___ PROVIDED TEXT ___
Yet I don’t actually enjoy the practice. The hour I spend in yoga itself is mostly painful. Everything about it is uncomfortable: thinking about how not to think, breathing through my nose when I never do otherwise, holding poses longer than I want, being reminded how sad and non-compliant my body feels. On an intellectual level, the practice is an hour-long session of failure. This, of course, is largely the point: a trope of yoga instructors is that things don’t have to be pretty or perfect or even follow the instructor’s cues. “That’s why it’s called yoga practice,” they all say. I don’t do a lot of things that I’m not naturally good at, much less that I don’t feel I have much hope of ever becoming excellent at.
And thus, I don’t look forward to yoga. I don’t sit around anticipating the joy of the practice, because there is none. I dread it sometimes, the body’s natural reluctance to make itself vulnerable or volunteer for pain. I try to talk myself out of going, make little self-justifying points about how the time might be better spent. Times like now, this week, when the discipline is building but the routine is not quite set, are the most susceptible to caving in. I wrestle with myself to get up, get dressed, grab the teal mat, get out the door.
___
GOAL A – Duplicate everything in the yoga passage from "Yet I don’t" down to "becoming excellent at.".
GOAL B – Pick up the yoga passage after its last sentence and continue it.
The listing that follows is separate material, unrelated to the yoga passage.
___ PROVIDED INFORMATION ___
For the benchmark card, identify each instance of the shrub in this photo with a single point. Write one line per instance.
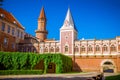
(20, 72)
(29, 61)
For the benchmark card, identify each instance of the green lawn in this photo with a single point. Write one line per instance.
(117, 77)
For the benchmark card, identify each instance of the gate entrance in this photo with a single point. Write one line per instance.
(108, 67)
(51, 68)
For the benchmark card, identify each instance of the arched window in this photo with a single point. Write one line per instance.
(119, 47)
(46, 49)
(66, 48)
(105, 48)
(90, 49)
(57, 49)
(76, 49)
(113, 48)
(97, 48)
(82, 49)
(51, 49)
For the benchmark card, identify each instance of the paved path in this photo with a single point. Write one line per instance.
(76, 76)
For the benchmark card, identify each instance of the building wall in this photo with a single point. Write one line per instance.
(12, 37)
___
EXERCISE RESPONSE A –
Yet I don’t actually enjoy the practice. The hour I spend in yoga itself is mostly painful. Everything about it is uncomfortable: thinking about how not to think, breathing through my nose when I never do otherwise, holding poses longer than I want, being reminded how sad and non-compliant my body feels. On an intellectual level, the practice is an hour-long session of failure. This, of course, is largely the point: a trope of yoga instructors is that things don’t have to be pretty or perfect or even follow the instructor’s cues. “That’s why it’s called yoga practice,” they all say. I don’t do a lot of things that I’m not naturally good at, much less that I don’t feel I have much hope of ever becoming excellent at.

EXERCISE RESPONSE B –
The strongest lure I have is the knowledge, the consistent understanding, that as soon as I’m done with yoga, I will be euphoric. Yoga consistently, almost without exception, puts me in a state of peaceful satisfaction, a gratification with the world and its circumstances that is otherwise unknown to me. It’s easy to confuse this with the joy of just ending something that’s painful – I used to make fun of my friend Jake for saying he loved cross-country because it felt so good to stop. It’s more than that. The mindful contemplation of place, the deliberate slowing of time, the hyper-awareness of bodily processes, and the willful embrace of both exertion and rest: these all combine to manufacture a mental state that borders on tranquility. The difference lasts for hours, sometimes a whole day. I am slower to anger, faster to hope, more intentional and sure in all my thoughts and actions. I don’t look forward to yoga or enjoy it, but I love the state of having done it.
The core of any contemporary American MFA writing program is the workshop, wherein the participants take turns sharing their writing, usually two people a week, and then everyone reads the piece and critiques it, both in writing and orally in person. The oral critique is extensive (an hour or more), usually landing somewhere between a debate and a discussion, and the author is restricted from speaking except to correct dire misunderstandings or answer direct questions. Workshop is led by a professor, themselves an established writer, who can take a firm or light hand in running the critique according to their tastes.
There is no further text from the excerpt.